## BRIEF
Please carry on the passage below about finance and economic growth, picking up right after its last sentence.

## PASSAGE GIVEN
-- Begin --
I hear these questions all the time.  It is not surprising because prominent economists also hold conflicting views.  Many development economists do not even bother to discuss the role of the financial sector in development.  Joan Robinson famously stated “Where enterprise leads, finance follows,” and Robert Lucas has argued that the role of finance in the literature on growth has been “over-stressed.”

But at the other extreme, Joseph Schumpeter observed “The banker…authorizes people in the name of society…to innovate” and Merton Miller stated: “That financial markets contribute to economic growth is a proposition almost too obvious for serious discussion.”  This debate is crucial since it affects the decisions of policymakers to prioritize financial sector reforms, and the attention they pay to identifying and adopting appropriate financial sector policies.  Where do we come out?

Financial Development is Pro-Growth

While theory provides complex and conflicting predictions on the impact of financial development on long-run economic growth, a growing body of empirical research produces a remarkably consistent story.  Financial markets and institutions arise to mitigate the effects of information and transaction costs that prevent direct pooling and investment of society’s savings.  In doing so, they perform important functions: financial systems help mobilize and pool savings, provide payments services that facilitate the exchange of goods and services, produce and process information about investors and investment projects to enable efficient allocation of funds, monitor investments and exert corporate governance after these funds are allocated, and help diversify, transform and manage risk.
-- End --
## RAW DATA
-- Begin --
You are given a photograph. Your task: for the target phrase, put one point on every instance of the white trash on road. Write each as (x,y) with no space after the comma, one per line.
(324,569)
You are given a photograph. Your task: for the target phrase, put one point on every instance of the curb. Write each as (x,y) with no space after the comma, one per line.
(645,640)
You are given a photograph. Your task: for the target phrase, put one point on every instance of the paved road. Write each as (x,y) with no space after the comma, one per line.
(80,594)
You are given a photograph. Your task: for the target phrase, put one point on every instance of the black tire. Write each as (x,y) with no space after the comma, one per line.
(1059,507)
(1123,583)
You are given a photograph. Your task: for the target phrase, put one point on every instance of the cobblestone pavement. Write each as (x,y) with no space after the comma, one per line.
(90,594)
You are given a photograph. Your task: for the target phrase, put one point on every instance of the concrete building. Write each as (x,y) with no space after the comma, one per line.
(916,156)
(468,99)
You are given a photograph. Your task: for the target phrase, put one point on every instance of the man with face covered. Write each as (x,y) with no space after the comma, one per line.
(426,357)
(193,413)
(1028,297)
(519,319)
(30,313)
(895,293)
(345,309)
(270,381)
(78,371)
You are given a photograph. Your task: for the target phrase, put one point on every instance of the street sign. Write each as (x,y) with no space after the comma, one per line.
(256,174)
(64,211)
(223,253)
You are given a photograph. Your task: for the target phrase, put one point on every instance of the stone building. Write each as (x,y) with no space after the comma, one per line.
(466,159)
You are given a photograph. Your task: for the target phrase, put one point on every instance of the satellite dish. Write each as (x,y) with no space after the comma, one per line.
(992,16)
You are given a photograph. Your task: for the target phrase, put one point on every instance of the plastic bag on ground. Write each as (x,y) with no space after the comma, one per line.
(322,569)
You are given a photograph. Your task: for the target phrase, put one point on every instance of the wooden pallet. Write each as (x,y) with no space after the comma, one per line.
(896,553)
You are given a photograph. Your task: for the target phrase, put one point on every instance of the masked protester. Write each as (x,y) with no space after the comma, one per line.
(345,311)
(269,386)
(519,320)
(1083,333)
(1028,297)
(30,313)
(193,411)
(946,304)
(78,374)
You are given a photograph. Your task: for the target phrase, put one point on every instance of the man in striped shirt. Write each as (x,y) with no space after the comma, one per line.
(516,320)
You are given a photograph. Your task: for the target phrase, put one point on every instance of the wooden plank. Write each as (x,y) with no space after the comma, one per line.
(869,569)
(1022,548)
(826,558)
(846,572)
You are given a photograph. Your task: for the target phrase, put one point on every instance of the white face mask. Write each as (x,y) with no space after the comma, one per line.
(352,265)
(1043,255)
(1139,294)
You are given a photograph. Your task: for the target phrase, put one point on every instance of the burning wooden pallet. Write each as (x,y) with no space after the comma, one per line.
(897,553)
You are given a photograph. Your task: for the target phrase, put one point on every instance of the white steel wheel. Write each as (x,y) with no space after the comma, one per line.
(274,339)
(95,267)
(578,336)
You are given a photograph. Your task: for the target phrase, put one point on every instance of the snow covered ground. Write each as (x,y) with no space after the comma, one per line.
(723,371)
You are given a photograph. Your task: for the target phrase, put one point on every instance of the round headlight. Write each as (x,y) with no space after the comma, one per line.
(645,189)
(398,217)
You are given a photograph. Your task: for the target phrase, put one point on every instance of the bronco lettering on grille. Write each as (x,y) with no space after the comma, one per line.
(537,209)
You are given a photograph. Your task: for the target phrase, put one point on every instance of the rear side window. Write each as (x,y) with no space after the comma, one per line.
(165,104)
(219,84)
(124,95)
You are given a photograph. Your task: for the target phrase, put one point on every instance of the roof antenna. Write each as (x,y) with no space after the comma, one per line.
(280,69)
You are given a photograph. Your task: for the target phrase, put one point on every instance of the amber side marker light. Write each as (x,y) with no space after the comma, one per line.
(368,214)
-- End --
## TASK RESULT
Empirically, the services provided by the financial system exert an important impact on long-term economic growth.  First, countries with better-developed financial systems tend to grow faster.  And a large body of evidence suggests that this effect is causal: hence financial development is not simply an outcome of economic growth; it contributes to this growth.  Second, we now also know more about the “how” of the impact of finance on growth – it promotes firm entry by easing the ability of financially constrained firms to access external capital, innovate, and expand; and by allowing firms to manage their risks better and to choose more efficient organizational forms such as incorporation.

Financial Development is Pro-Poor

Finance can also shape the gap between the rich and the poor and the degree to which that gap persists across generations.  Financial development may affect to what extent a person’s economic opportunities are determined by individual skill and initiative, or whether parental wealth, social status, and political connections largely shape economic horizons.  The financial system influences who can start a business and who cannot, who can pay for education and who cannot, who can attempt to realize his or her economic aspirations and who cannot.  Furthermore, by affecting the allocation of capital, finance can alter both the rate of economic growth and the demand for labor, with potentially profound implications for poverty and income distribution.

Theoretically, again, how financial development affects inequality is not clear.  However, an emerging bulk of empirical research points toward the conclusion that improvements in financial contracts, markets, and intermediaries expand economic opportunities, reduce persistent inequality, and tighten the distribution of income.  For example, access to credit markets increases parental investment in the education of their children and reduces the substitution of children out of schooling and into labor markets when adverse shocks reduce family income. Better functioning financial systems stimulate new firm formation and help small, promising firms expand as a wider array of firms gain access to the financial system.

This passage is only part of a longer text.